WHAT YOU ARE ASKED TO DO: Below are some records. Set each one down exactly as it reads.

WORKING DATA:
↓↓↓
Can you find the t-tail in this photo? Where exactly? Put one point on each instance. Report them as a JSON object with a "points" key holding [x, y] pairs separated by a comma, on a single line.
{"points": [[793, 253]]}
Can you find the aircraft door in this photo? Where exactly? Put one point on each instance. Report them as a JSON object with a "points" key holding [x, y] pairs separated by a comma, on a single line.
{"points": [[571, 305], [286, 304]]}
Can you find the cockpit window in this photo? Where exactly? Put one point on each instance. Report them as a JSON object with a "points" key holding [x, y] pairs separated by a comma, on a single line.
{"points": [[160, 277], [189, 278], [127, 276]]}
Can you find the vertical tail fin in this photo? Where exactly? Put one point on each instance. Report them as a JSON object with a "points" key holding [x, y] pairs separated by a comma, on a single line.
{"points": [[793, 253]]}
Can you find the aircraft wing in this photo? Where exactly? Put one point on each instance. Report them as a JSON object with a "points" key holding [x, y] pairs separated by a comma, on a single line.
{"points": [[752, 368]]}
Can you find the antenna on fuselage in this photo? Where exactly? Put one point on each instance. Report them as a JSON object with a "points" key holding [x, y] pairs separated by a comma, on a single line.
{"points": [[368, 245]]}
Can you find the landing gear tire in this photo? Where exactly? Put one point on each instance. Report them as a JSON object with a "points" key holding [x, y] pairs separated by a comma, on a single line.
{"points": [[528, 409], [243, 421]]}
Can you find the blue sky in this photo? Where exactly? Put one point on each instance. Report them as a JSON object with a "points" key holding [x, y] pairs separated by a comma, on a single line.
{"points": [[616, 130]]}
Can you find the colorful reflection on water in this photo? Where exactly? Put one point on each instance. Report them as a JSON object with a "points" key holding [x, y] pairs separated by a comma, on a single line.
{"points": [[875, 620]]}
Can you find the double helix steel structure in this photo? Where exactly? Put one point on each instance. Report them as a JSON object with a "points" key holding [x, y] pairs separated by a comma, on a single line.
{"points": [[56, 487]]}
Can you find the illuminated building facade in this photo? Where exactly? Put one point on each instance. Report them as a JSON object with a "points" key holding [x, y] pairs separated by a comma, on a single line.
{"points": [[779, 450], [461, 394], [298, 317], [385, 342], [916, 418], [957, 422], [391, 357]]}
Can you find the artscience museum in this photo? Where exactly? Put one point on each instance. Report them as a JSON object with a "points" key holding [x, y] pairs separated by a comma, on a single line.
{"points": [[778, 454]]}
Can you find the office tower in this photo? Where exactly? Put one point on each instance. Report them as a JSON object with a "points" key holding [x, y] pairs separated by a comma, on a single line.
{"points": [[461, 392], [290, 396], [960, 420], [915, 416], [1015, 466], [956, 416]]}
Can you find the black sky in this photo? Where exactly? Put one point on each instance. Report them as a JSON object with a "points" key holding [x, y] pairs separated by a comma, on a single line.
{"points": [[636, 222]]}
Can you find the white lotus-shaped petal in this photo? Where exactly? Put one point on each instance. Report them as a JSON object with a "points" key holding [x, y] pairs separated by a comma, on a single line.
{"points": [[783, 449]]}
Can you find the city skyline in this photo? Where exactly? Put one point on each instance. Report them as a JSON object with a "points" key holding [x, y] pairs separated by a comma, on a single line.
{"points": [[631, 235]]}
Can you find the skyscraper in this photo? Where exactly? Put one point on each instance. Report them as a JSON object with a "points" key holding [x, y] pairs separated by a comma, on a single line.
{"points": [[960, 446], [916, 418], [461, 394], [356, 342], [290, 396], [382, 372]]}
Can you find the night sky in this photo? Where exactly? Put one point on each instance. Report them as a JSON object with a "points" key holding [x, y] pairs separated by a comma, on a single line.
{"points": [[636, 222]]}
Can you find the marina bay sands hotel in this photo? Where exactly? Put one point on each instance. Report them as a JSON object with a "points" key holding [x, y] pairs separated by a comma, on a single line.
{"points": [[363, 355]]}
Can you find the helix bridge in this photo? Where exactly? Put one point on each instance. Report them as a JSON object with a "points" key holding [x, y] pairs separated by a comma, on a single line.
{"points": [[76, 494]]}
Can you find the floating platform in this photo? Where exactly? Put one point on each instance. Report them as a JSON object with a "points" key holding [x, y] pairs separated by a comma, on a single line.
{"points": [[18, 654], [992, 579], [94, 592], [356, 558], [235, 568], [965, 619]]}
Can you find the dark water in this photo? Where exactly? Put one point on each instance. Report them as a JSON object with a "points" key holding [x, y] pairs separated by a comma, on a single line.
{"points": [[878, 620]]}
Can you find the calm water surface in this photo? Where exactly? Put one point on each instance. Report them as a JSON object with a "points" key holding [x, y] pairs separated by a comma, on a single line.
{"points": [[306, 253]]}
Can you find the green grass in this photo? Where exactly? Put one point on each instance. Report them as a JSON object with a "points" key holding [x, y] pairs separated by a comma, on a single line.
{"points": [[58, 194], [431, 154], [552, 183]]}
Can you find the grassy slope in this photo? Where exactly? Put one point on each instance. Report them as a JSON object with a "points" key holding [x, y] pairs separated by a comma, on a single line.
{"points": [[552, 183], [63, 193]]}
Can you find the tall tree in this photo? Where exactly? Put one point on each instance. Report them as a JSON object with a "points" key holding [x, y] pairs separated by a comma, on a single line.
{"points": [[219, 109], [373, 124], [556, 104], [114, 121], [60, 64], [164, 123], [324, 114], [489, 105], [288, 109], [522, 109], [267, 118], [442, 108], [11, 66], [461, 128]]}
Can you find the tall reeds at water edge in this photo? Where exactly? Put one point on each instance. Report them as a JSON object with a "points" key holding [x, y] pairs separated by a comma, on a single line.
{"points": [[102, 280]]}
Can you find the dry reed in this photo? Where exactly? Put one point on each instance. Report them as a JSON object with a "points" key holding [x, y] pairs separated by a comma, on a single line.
↑↑↑
OUTPUT OF THE EXERCISE:
Can you find the t-tail in this photo? Where exactly? Put one point on each instance. Report them as a JSON object with a "points" key holding [x, y] pairs separated by a comma, on a single line.
{"points": [[793, 253]]}
Can you find the aircraft door in this photo? Where exactly? Put one point on each instance. Report them as a JSON object with a "points" key holding [x, y] pairs separated by a comma, on a single line.
{"points": [[571, 305], [286, 304]]}
Can you find the cockpit window in this photo? Where exactly? Put one point on each instance. Report them as a JSON object with a "points" key holding [x, y] pairs separated by a comma, on a single line.
{"points": [[160, 277], [189, 278], [127, 276]]}
Can you find the vertical tail fin in this photo? Where exactly? Put one point on each instance. Report them as a JSON object with a "points" key holding [x, y] pairs separated by a comma, on a single line.
{"points": [[793, 253]]}
Can you find the aircraft wing in this photo? Where exactly? Put one point on each instance. Report them as a JSON object with a "points" key holding [x, y] pairs separated by a comma, on a single line.
{"points": [[752, 368]]}
Can you find the antenna on fuselage in this photo? Where exactly? Put one point on each instance. Report them as a JSON object with a "points" key holding [x, y] pairs separated by a comma, on a single line.
{"points": [[368, 245]]}
Can you find the landing gear tire in this photo? Where exactly? Put one point on each instance. Report them as a JSON object with a "points" key holding [x, y] pairs separated by a comma, on a single line.
{"points": [[528, 409], [243, 421]]}
Can you find the blue sky in this photo? Where exactly? Put one point on each instance. Report them as a JSON object with a "points" key holding [x, y] pairs separated by a comma, on a single line.
{"points": [[616, 130]]}
Can you find the colorful reflection on water in this photo? Where exactly? Put one point on each instance. Report them as a JSON object with a "points" key holding [x, y] pairs separated by a comma, on a single line.
{"points": [[875, 620]]}
Can you find the double helix steel structure in this photo? Where exactly? Put one point on each instance. Report them as a JSON object with a "points" key holding [x, y] pairs separated by a comma, on a single line.
{"points": [[56, 487]]}
Can you find the illuminated building facade in this photo? Where exactly? Put one point on each instance. Report them as a JSON object with a "points" key holding [x, y] pairs separated by a comma, on a single line.
{"points": [[779, 450], [461, 394], [298, 317], [385, 342], [916, 418], [957, 422], [391, 357]]}
Can you find the artscience museum in this photo? Where exactly? Put one point on each instance. Report them as a JSON object with a "points" key holding [x, y] pairs separated by a comma, on a single line.
{"points": [[778, 454]]}
Can you find the office tower in this photo? Where exactly? Put one point on each instance. Report them as a JSON object with a "points" key holding [x, y] pairs separated by a comma, on a single line.
{"points": [[461, 392], [290, 396], [960, 420], [915, 416], [1015, 466], [956, 416]]}
Can you find the black sky in this photo? Where exactly? Put one point on each instance. Report them as a JSON object with a "points" key holding [x, y] pairs separated by a comma, on a single line.
{"points": [[636, 222]]}
Can you find the white lotus-shaped petal in this photo? Where exactly? Put one point on each instance. Report them as a JSON object with a "points" key holding [x, y] pairs separated by a comma, on a single line.
{"points": [[783, 449]]}
Can you find the city skyline in this photo? Where exactly? Put one point on each instance. Report them as a JSON object with a "points" key holding [x, y] pairs separated by a comma, on a single line.
{"points": [[631, 235]]}
Can you find the skyscraper in this photo? Where exactly? Put one point on each instance. Report them as a JSON object with a "points" key holding [x, y] pairs separated by a comma, on a single line.
{"points": [[960, 446], [916, 418], [461, 394], [356, 342], [290, 396], [382, 372]]}
Can you find the night sky in this photo? Where exactly? Put one point on each instance. Report them as a JSON object with a "points" key holding [x, y] pairs separated by a comma, on a single line.
{"points": [[636, 222]]}
Can you find the marina bay sands hotel in this photo? Where exactly? Put one point on each instance. Report them as a JSON object with a "points" key holding [x, y] pairs separated by a comma, on a single line.
{"points": [[363, 355]]}
Can you find the helix bridge in this photo? Where exactly? Put one point on each instance. Report them as a JSON object with a "points" key holding [x, y] pairs separated by a comma, on a single line.
{"points": [[76, 494]]}
Can you find the floating platform in this photo? Where exactly? Put one point on each instance. Report them as a JSON object with a "points" key holding [x, y] pairs separated by a comma, on a single line.
{"points": [[18, 654], [992, 579], [94, 592], [356, 558], [235, 568], [965, 619]]}
Can you find the dark water in this photo? Where exactly? Put one point on each instance. Report them as a JSON object with a "points" key holding [x, y] pairs separated by a comma, on a single line.
{"points": [[878, 620]]}
Can you find the calm water surface in this photo? Where exactly? Put one point on each instance. Report them as a JSON object with a "points" key holding [x, y] pairs separated by a comma, on a single line.
{"points": [[306, 253]]}
Can you find the green grass in this photo? Where exactly? Put one point on each instance. Report them as a JSON object with a "points" key holding [x, y] pairs separated by a comma, on a single line.
{"points": [[58, 194], [431, 154], [552, 183]]}
Can you find the grassy slope in this photo? Where exactly? Put one point on each instance. Report them as a JSON object with a "points" key holding [x, y] pairs separated by a comma, on a single line.
{"points": [[552, 183], [63, 193]]}
Can you find the tall tree in this photo? Where exactly? Put one point on each instance. Report them as a JSON object with a "points" key holding [x, y] pairs separated by a comma, on a single line.
{"points": [[219, 109], [373, 124], [556, 104], [114, 121], [60, 64], [164, 123], [324, 114], [489, 105], [288, 109], [522, 109], [267, 118], [442, 108], [11, 66], [461, 128]]}
Can you find the tall reeds at water edge in this photo? Where exactly? Put one point on each instance. Report them as a JSON object with a "points" key holding [x, y] pairs separated by a comma, on a single line.
{"points": [[102, 280]]}
Can you find the dry reed in this photo? Where exactly? Put one point on each instance. Report them as a JSON object with a "points" key holding [x, y] pairs separated by a comma, on a single line.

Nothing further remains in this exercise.